== THE RECORDS ==

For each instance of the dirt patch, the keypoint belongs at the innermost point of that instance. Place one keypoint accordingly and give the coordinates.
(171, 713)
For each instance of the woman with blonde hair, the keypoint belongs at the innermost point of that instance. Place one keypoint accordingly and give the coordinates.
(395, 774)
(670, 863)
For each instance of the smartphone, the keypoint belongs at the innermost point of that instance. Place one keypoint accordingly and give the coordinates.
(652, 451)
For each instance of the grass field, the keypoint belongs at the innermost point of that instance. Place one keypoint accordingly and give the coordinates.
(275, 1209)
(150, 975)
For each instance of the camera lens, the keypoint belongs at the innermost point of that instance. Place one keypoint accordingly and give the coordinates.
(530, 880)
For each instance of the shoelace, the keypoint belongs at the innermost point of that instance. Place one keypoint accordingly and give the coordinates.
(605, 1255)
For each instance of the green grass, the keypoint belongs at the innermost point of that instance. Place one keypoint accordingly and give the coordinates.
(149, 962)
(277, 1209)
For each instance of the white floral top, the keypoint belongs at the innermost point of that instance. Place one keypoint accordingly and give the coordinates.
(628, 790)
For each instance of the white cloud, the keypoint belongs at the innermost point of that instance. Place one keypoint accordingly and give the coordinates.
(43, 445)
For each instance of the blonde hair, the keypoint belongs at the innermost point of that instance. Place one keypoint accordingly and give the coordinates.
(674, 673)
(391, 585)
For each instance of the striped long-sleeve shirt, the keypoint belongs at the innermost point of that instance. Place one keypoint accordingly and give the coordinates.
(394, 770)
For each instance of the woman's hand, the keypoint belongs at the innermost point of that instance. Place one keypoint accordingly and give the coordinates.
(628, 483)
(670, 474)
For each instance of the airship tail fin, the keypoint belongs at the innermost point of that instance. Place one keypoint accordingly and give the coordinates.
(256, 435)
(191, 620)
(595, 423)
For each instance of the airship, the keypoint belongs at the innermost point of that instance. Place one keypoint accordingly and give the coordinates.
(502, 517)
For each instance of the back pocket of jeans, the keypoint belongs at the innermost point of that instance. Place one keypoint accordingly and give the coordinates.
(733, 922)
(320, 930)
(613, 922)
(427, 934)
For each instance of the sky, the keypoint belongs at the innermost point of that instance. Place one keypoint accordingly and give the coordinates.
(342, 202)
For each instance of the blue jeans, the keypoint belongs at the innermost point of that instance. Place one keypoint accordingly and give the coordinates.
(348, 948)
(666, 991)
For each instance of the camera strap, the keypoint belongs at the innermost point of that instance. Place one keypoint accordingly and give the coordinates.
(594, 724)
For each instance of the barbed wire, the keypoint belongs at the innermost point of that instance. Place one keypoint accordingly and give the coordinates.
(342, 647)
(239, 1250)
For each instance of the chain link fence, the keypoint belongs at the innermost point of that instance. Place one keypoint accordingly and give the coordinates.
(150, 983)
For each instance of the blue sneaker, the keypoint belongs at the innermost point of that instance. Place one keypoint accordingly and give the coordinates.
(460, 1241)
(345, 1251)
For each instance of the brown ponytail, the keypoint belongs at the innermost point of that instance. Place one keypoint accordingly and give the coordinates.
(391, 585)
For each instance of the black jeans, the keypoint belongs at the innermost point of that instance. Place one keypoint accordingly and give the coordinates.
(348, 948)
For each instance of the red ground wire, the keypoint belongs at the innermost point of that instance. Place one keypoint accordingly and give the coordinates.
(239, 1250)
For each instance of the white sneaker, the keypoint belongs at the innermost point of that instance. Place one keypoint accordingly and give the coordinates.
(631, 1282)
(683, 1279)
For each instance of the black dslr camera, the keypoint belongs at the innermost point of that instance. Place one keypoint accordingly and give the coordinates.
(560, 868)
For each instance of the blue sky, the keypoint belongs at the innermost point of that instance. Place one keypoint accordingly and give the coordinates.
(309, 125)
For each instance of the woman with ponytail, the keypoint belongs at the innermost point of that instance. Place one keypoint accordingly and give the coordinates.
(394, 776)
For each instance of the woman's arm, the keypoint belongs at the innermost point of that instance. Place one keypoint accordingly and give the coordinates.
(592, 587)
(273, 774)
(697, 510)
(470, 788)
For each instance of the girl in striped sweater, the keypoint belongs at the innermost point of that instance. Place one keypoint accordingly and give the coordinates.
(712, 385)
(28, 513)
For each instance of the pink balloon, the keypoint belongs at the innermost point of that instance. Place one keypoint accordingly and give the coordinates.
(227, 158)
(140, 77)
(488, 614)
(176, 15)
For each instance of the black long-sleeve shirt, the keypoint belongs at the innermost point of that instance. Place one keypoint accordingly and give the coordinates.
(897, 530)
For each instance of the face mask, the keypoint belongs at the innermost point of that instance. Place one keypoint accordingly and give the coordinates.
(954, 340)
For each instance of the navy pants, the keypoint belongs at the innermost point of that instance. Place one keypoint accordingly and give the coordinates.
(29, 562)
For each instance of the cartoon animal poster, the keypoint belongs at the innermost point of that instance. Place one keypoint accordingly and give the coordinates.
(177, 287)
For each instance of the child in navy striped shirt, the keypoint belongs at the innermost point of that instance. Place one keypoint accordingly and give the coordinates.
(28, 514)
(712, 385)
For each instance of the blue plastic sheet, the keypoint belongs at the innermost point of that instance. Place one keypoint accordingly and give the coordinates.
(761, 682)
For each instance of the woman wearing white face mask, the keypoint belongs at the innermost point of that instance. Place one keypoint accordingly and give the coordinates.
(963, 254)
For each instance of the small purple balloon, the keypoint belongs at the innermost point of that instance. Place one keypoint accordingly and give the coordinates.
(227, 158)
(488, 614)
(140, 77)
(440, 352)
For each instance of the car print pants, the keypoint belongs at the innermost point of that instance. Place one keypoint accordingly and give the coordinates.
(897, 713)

===

● TRY IT:
Copy every line that appears above, with each word kept as it is.

● RESPONSE FOR THIS EXERCISE:
For each instance of the dirt patch, the keypoint belongs at the innermost point of that instance. Place one keypoint accordingly and give the coordinates.
(171, 713)
For each instance of the woman with blonde hair, the keypoint belongs at the innermost point of that instance. Place one keypoint accordingly and give the coordinates.
(395, 774)
(670, 863)
For each instance of the smartphone, the keypoint belongs at the innermost point of that instance. Place one keypoint accordingly and give the coordinates.
(652, 451)
For each instance of the grass field, the keypoint belongs at the innermost point of that instance. Place one keypoint accordingly and give the coordinates.
(275, 1209)
(150, 975)
For each instance of the camera lens, the keypoint belongs at the innermost point of that instance. Place one keypoint accordingly and give the coordinates.
(530, 880)
For each instance of the shoelace, the keypoint belongs at the innermost point of that instance. Place one keypoint accordingly and give the coordinates.
(605, 1255)
For each instance of the green grass, the keypoint belongs at the innermost point of that instance. Place one keypoint accordingly and give the coordinates.
(149, 962)
(277, 1209)
For each instance of the white floral top, the keypoint belongs at the innermost point of that instance. Place one keypoint accordingly and give the coordinates.
(628, 790)
For each instance of the white cloud, the keypoint belongs at the innermost point of that instance. Place one keypoint accordingly and give the coordinates.
(43, 445)
For each instance of the blonde hair, the keypoint belongs at the innermost point of that instance. Place one keypoint accordingly and give the coordinates.
(674, 673)
(391, 585)
For each instance of the striped long-sleeve shirt, the keypoint belongs at the innermost point of that instance. Place one keypoint accordingly and give the coordinates.
(394, 770)
For each instance of the woman's hand, the keypoint belongs at the innermost point of that instance. Place one keypoint accordingly and give the coordinates.
(628, 483)
(670, 474)
For each instance of the airship tail fin, the keypoint belongs at the innermost point of that instance. Place one keypoint accordingly and give the coordinates.
(256, 435)
(191, 620)
(595, 423)
For each instance of the airship, the keypoint belongs at the innermost point of that instance. Place one keypoint accordingly and give the coordinates.
(502, 517)
For each instance of the back pocket of jeans, the keypoint belongs at the innermost point of that instance. Place one keypoint accordingly and give the coordinates.
(733, 922)
(320, 930)
(613, 922)
(427, 934)
For each instance of the sky, the keypoint belongs at the innermost point of that instance. Place one keypoint accordingly and give the coordinates.
(342, 202)
For each instance of the blue jeans, the keypoint belongs at the innermost point of that instance. Place one keypoint accordingly and give the coordinates.
(348, 948)
(666, 991)
For each instance of the camera strap, the keypoint belongs at the innermost point of that instance. Place one keypoint accordingly and give the coordinates.
(594, 724)
For each instance of the barbed wire, the keypoint belongs at the innermost point of that instance. Place one keypoint accordingly and give the coordinates.
(342, 647)
(239, 1250)
For each instance of the chain link fence, the keypoint belongs at the innermost point of that instance. Place one keypoint accordingly and give the coordinates.
(150, 983)
For each instance of the blue sneaker, the keypoint belongs at the innermost point of that instance. Place one keypoint accordingly and give the coordinates.
(460, 1241)
(345, 1251)
For each instance of the brown ponytail, the keypoint belongs at the innermost point of that instance. Place one keypoint accordingly and give the coordinates.
(391, 585)
For each instance of the black jeans, the keypoint belongs at the innermost point of that instance. Place one keypoint accordingly and give the coordinates.
(348, 948)
For each instance of the red ground wire, the keypoint belongs at the innermost point of that instance. Place one keypoint accordingly and give the coordinates.
(239, 1250)
For each instance of the white sneaker, the keypoint belongs at the innermost point of that instance. Place one keypoint accordingly and give the coordinates.
(631, 1282)
(683, 1279)
For each instance of the black dslr camera, the keypoint belongs at the innermost point of that instance. Place one keypoint accordingly and give the coordinates.
(560, 868)
For each instance of the blue sky, the keypoint belongs at the innermost point of that instance. Place one keypoint accordingly and give the coordinates.
(309, 125)
For each instance of the woman with ponytail, the keypoint belongs at the innermost point of that instance. Place one keypoint accordingly and give the coordinates.
(394, 776)
For each instance of the woman's arm, the keypoint belongs at the innermost point of that instance. Place one keypoint accordingly and give the coordinates.
(592, 587)
(273, 774)
(697, 510)
(470, 788)
For each instance of the girl in striped sweater, the keypoint belongs at the innermost point of that instance. Place one keypoint accordingly and give the coordinates.
(712, 385)
(28, 513)
For each instance of the pink balloon, the keypoint belongs at the innermost point of that instance. Place one keypoint accordingly and give the coordinates.
(227, 158)
(140, 77)
(488, 614)
(176, 15)
For each instance of the black long-sleeve shirt, the keypoint belongs at the innermost point of that instance. Place one keypoint accordingly and give the coordinates.
(897, 530)
For each instance of the face mask, the keypoint belongs at the innermost point of that instance. Place one keypoint accordingly and give the coordinates.
(954, 340)
For each instance of the navy pants, the keypoint belongs at the innermost point of that instance. Place one keypoint accordingly and give the coordinates.
(29, 562)
For each instance of the cartoon animal poster, the keypoint belongs at the innermost point of that instance. Place one keypoint accordingly and give the coordinates.
(177, 287)
For each instance of the child in navy striped shirt, the keypoint belongs at the innermost point of that instance. Place one keypoint accordingly and give the coordinates.
(28, 514)
(712, 385)
For each instance of the blue plastic sheet, the keypoint belongs at the innermost point of that instance. Place one keypoint accordingly and give the coordinates.
(761, 682)
For each instance of the woman wearing white face mask, the keypoint belongs at the innermost point of that instance. Place one keypoint accordingly and give the coordinates.
(963, 254)
For each instance of the small purple balloon, the keypoint belongs at the innermost point of that instance. Place one keypoint accordingly and give the coordinates.
(227, 158)
(488, 614)
(140, 77)
(440, 352)
For each instance of the car print pants, the keypoint belongs at the innermost point of that instance. Place one keypoint accordingly and give the coordinates.
(897, 713)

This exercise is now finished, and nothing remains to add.